» **Description of the task**
Repeat each entry below exactly as it stands.

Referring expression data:
- Opening Delimiter -

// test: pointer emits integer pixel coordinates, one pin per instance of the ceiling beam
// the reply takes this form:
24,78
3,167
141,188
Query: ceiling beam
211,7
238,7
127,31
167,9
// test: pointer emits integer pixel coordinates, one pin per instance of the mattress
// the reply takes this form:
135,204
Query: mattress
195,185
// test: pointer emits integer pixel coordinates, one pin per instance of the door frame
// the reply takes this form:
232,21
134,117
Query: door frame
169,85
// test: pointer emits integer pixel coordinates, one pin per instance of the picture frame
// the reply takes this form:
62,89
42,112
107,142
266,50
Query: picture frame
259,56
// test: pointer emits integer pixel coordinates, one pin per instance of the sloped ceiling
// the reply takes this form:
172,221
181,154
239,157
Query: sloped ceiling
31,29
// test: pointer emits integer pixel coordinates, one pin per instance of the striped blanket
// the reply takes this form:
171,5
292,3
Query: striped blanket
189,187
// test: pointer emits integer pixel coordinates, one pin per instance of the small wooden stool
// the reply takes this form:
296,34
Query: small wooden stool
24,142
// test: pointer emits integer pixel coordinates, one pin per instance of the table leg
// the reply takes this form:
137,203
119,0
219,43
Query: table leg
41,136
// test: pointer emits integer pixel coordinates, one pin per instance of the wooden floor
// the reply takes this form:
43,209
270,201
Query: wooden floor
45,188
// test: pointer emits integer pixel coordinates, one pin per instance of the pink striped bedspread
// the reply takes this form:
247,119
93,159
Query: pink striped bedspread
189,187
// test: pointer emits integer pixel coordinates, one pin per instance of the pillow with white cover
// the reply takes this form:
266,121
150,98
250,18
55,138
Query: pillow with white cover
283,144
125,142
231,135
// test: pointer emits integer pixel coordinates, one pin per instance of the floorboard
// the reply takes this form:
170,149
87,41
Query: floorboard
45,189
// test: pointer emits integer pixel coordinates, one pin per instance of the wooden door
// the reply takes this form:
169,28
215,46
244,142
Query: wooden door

- Closing Delimiter -

» **Task solution**
// test: pointer emits integer pixel coordinates, one pin per instance of the ceiling beam
// the reply takes this form:
24,78
3,167
141,188
Query: ceiling beam
211,7
238,7
127,31
167,9
// test: pointer emits integer pixel coordinates, one pin per instance of the mattress
// the reply takes this form:
135,204
Query: mattress
195,185
// test: pointer emits integer pixel coordinates, one pin per instance of the door frame
// the reply takes this form:
232,21
134,117
Query: door frame
169,85
// test: pointer emits integer pixel coordinates, one pin per instance of the picture frame
// the reply takes this form:
62,89
42,112
107,142
266,50
Query: picture frame
259,56
// test: pointer emits integer pixel coordinates, one pin per instance of the sloped ceiling
// the reply takes this form:
172,221
181,154
239,157
Query: sloped ceiling
31,29
// test: pointer emits integer pixel coordinates, one pin per instance of the striped blanket
// the reply takes this form:
171,5
292,3
Query: striped blanket
189,187
// test: pointer emits integer pixel coordinates, one pin per instance of the small wooden stool
// the reply takes this form:
296,34
Query: small wooden stool
24,142
// test: pointer emits integer pixel coordinates, one pin per instance of the table leg
// the reply takes this form:
137,203
119,0
219,43
Query: table leg
41,136
// test: pointer emits integer pixel coordinates, one pin per instance of the wooden floor
// the reply takes this form:
43,209
270,201
Query: wooden floor
45,188
// test: pointer emits integer pixel coordinates, one pin per instance of the pink striped bedspread
// the reply takes this form:
247,119
93,159
Query: pink striped bedspread
189,187
// test: pointer emits integer pixel coordinates, one pin per instance of the pillow with white cover
// the reply takes this form:
266,121
150,98
250,18
55,138
Query: pillow with white cover
283,144
125,142
231,135
// test: pointer emits integer pixel coordinates, one pin per instance of the floorboard
// the reply takes this form:
170,149
87,41
Query: floorboard
45,189
// test: pointer emits integer pixel coordinates, one pin per instance of the wooden door
// the reply takes this form:
169,28
215,46
244,142
Query: wooden door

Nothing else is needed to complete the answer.